Count how many lines in the material below hold the word "marks"; the reply is that number alone.

Records shown START

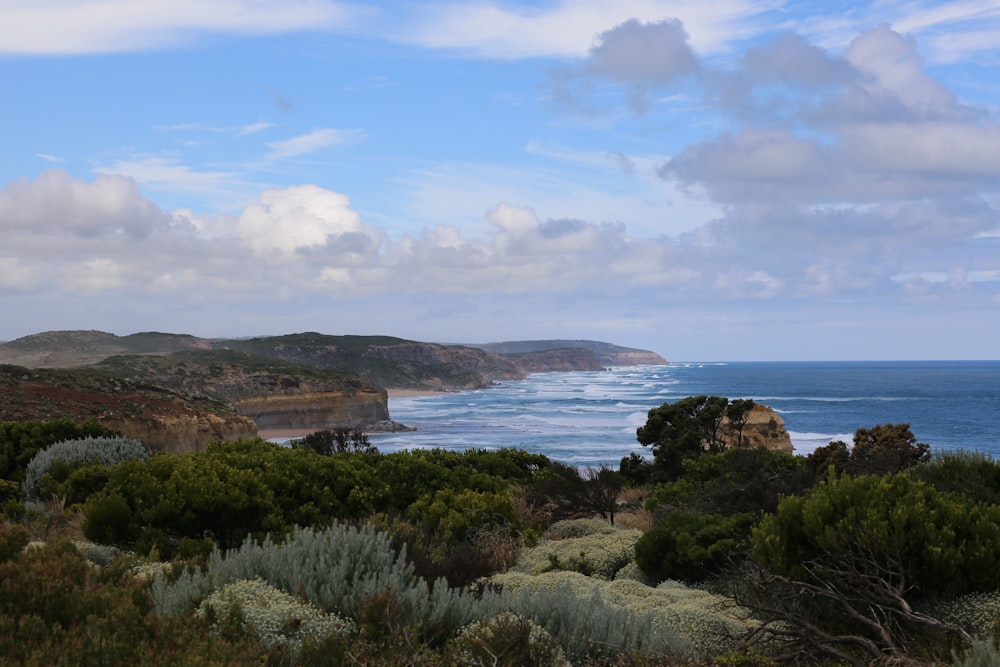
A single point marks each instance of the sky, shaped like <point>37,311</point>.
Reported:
<point>710,179</point>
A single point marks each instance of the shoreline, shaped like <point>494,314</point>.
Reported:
<point>410,393</point>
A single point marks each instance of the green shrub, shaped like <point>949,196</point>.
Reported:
<point>274,618</point>
<point>509,640</point>
<point>61,458</point>
<point>693,547</point>
<point>58,611</point>
<point>934,543</point>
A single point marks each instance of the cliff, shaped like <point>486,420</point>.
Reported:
<point>273,393</point>
<point>764,428</point>
<point>161,419</point>
<point>384,360</point>
<point>606,354</point>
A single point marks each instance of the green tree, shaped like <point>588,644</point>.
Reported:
<point>690,546</point>
<point>885,449</point>
<point>844,566</point>
<point>683,430</point>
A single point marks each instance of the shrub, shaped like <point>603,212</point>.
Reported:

Records shown END

→ **Task response**
6